§ **Written instruction**
Locate each line in the records below that contains the word "black" and copy every one of those lines.

§ **Working data**
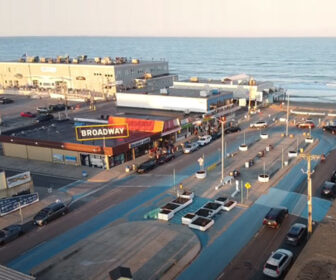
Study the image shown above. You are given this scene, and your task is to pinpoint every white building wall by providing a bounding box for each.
[116,92,207,113]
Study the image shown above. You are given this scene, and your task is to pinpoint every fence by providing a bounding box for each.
[0,193,39,216]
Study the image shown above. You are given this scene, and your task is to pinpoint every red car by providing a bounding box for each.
[296,121,315,128]
[20,112,36,118]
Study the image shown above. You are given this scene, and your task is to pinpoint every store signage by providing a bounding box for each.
[41,66,56,73]
[76,124,129,141]
[53,154,64,162]
[129,137,150,149]
[65,156,77,162]
[7,171,31,188]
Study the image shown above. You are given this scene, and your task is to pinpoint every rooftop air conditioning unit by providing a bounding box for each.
[200,90,210,97]
[160,88,168,95]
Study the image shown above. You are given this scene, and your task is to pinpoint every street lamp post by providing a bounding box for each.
[286,93,289,136]
[221,120,224,184]
[299,153,321,236]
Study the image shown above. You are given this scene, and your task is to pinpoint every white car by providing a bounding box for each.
[197,135,212,146]
[222,199,237,211]
[263,249,293,278]
[250,121,267,128]
[183,142,199,154]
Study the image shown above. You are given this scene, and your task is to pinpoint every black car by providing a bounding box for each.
[137,159,157,174]
[35,114,54,123]
[33,202,68,226]
[321,181,336,198]
[286,223,307,246]
[330,171,336,183]
[0,97,14,104]
[0,225,23,245]
[224,126,241,134]
[49,103,65,112]
[158,153,175,164]
[322,125,336,134]
[263,208,288,228]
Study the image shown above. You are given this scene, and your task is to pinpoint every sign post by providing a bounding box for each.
[245,182,251,200]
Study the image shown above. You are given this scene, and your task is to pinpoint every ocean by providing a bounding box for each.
[0,37,336,103]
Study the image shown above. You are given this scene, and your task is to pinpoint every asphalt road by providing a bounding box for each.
[0,187,143,264]
[0,109,336,275]
[218,144,336,280]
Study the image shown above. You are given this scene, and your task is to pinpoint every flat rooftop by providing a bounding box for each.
[120,87,233,99]
[0,57,168,67]
[178,78,265,87]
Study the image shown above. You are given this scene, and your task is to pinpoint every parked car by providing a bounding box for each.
[330,170,336,183]
[250,121,267,128]
[49,103,65,112]
[263,208,288,228]
[263,249,293,278]
[158,153,175,164]
[286,223,307,246]
[230,169,240,178]
[321,181,336,198]
[137,159,157,174]
[197,135,212,146]
[296,120,315,128]
[224,126,241,134]
[0,97,14,104]
[222,199,237,211]
[20,112,36,118]
[36,107,51,114]
[0,225,23,245]
[183,142,199,154]
[35,114,54,123]
[322,125,336,134]
[33,202,68,226]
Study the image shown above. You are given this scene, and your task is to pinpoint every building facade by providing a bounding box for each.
[0,56,175,95]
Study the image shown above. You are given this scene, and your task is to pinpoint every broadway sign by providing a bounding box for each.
[76,124,129,141]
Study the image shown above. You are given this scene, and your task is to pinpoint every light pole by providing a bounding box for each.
[286,93,289,136]
[299,153,321,236]
[221,120,224,184]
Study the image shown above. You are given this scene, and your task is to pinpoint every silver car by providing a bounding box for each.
[263,249,293,278]
[183,142,199,154]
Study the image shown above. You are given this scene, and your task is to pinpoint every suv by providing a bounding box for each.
[322,125,336,134]
[183,142,199,154]
[321,181,336,198]
[33,202,68,226]
[224,126,241,134]
[250,121,267,128]
[263,208,288,228]
[35,114,54,123]
[137,159,157,174]
[296,120,315,128]
[0,225,23,245]
[0,97,14,104]
[263,249,293,278]
[286,223,307,246]
[197,135,212,146]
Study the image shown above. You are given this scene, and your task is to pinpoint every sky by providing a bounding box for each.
[0,0,336,37]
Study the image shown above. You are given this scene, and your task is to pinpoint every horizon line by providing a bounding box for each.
[0,35,336,39]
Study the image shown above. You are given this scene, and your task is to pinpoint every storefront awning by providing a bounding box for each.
[161,126,181,136]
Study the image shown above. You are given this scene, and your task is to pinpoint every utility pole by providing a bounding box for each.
[221,120,224,184]
[286,93,289,136]
[299,153,321,236]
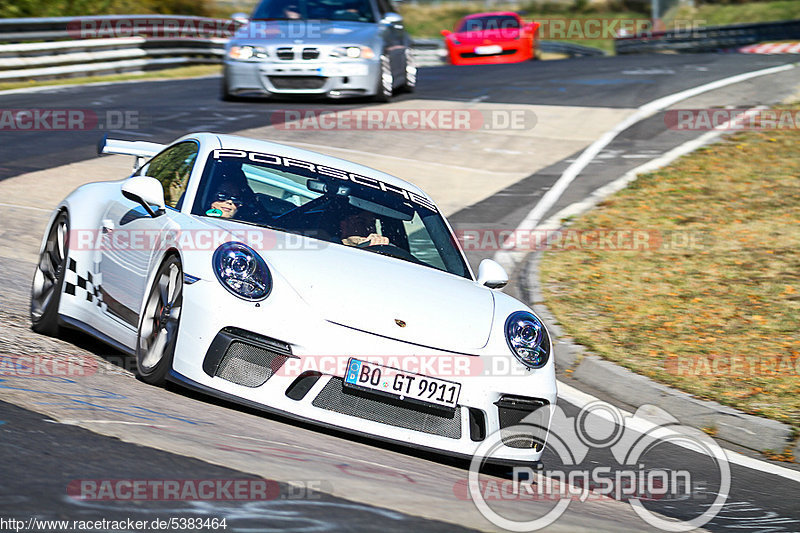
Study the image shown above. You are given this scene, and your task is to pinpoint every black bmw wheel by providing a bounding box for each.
[31,211,69,335]
[136,256,183,385]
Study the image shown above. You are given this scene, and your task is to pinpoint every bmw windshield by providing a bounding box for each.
[253,0,376,22]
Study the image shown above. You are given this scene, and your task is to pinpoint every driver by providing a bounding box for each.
[206,161,259,220]
[339,210,391,246]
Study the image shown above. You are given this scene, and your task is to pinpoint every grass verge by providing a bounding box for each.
[0,65,222,91]
[664,0,800,27]
[541,116,800,429]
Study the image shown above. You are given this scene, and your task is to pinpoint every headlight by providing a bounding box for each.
[506,311,550,368]
[228,46,254,60]
[228,45,267,61]
[331,46,375,59]
[212,242,272,302]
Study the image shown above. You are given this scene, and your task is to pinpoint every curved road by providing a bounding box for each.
[0,54,800,531]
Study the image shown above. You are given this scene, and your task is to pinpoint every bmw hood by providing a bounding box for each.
[231,20,380,46]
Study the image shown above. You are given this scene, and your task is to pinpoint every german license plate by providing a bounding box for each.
[475,44,503,56]
[344,358,461,409]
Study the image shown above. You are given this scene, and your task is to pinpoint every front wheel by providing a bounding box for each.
[31,211,69,336]
[136,256,183,386]
[374,55,394,102]
[403,48,417,93]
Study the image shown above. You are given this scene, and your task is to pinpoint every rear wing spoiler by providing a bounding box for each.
[97,135,167,170]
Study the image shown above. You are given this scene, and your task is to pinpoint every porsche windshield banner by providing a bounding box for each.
[211,148,438,213]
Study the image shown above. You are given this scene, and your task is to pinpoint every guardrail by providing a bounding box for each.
[0,15,442,81]
[614,20,800,54]
[0,15,603,82]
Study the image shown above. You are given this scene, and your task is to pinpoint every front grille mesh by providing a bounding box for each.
[276,48,294,61]
[215,341,287,387]
[269,76,328,89]
[311,377,461,439]
[302,48,319,59]
[495,396,550,451]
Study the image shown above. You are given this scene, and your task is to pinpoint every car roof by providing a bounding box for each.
[206,134,435,203]
[461,11,519,20]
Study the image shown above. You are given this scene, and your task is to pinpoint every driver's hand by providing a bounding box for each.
[342,233,389,246]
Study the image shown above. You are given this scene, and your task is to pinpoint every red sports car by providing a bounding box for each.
[442,11,539,65]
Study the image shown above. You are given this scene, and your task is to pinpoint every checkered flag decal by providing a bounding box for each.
[64,258,106,311]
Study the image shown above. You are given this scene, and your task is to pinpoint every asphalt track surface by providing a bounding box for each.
[0,54,800,531]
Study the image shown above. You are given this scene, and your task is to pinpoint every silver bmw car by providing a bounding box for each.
[222,0,417,102]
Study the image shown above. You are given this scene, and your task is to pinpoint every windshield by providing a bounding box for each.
[456,15,519,33]
[192,150,470,279]
[253,0,376,22]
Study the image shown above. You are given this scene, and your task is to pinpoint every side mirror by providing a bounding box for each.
[122,176,166,218]
[231,13,250,24]
[381,11,403,24]
[478,259,508,289]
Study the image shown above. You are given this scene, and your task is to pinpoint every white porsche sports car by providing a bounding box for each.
[31,133,556,462]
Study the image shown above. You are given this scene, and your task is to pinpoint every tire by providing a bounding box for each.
[373,55,394,103]
[136,255,183,386]
[219,74,239,102]
[31,211,69,336]
[403,48,417,93]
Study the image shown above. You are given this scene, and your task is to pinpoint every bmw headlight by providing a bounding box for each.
[212,242,272,302]
[228,45,267,61]
[506,311,550,368]
[331,46,375,59]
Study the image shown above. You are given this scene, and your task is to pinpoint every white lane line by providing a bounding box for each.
[558,381,800,483]
[0,202,53,213]
[276,140,519,176]
[539,106,800,482]
[494,60,795,271]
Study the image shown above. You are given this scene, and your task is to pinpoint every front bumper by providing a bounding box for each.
[223,59,380,98]
[173,274,556,463]
[447,39,533,65]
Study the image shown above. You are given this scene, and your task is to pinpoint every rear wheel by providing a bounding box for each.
[31,211,69,336]
[219,74,239,102]
[374,55,394,102]
[136,255,183,385]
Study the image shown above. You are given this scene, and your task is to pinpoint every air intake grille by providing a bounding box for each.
[303,48,319,59]
[215,341,287,387]
[269,76,328,89]
[276,48,294,61]
[495,396,550,451]
[311,377,461,439]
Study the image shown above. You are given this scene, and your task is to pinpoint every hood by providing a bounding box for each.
[453,28,520,46]
[203,220,495,353]
[231,20,381,46]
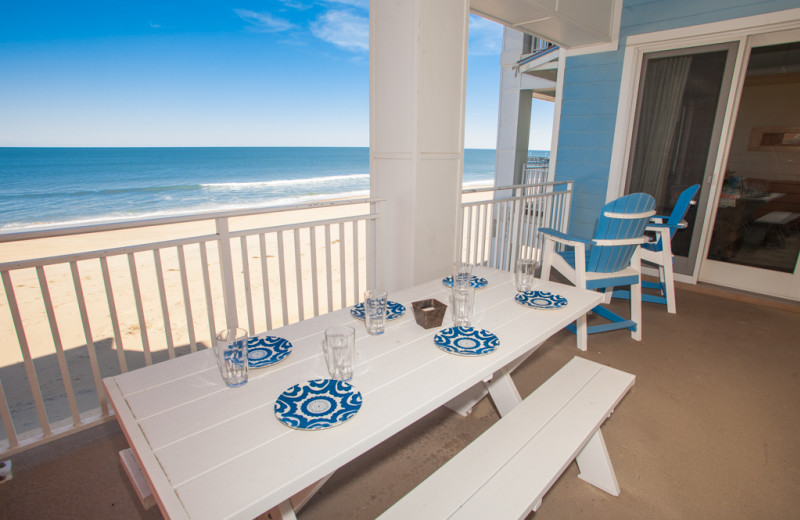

§ **Answer in full**
Study the image shown above. You are given this scene, and your task is to pinpoint every black car by providing a bounding box for each.
Study the image shown above. You are given this scene, and your task is to pinpoint every black bmw wheel by providing a bounding box for each.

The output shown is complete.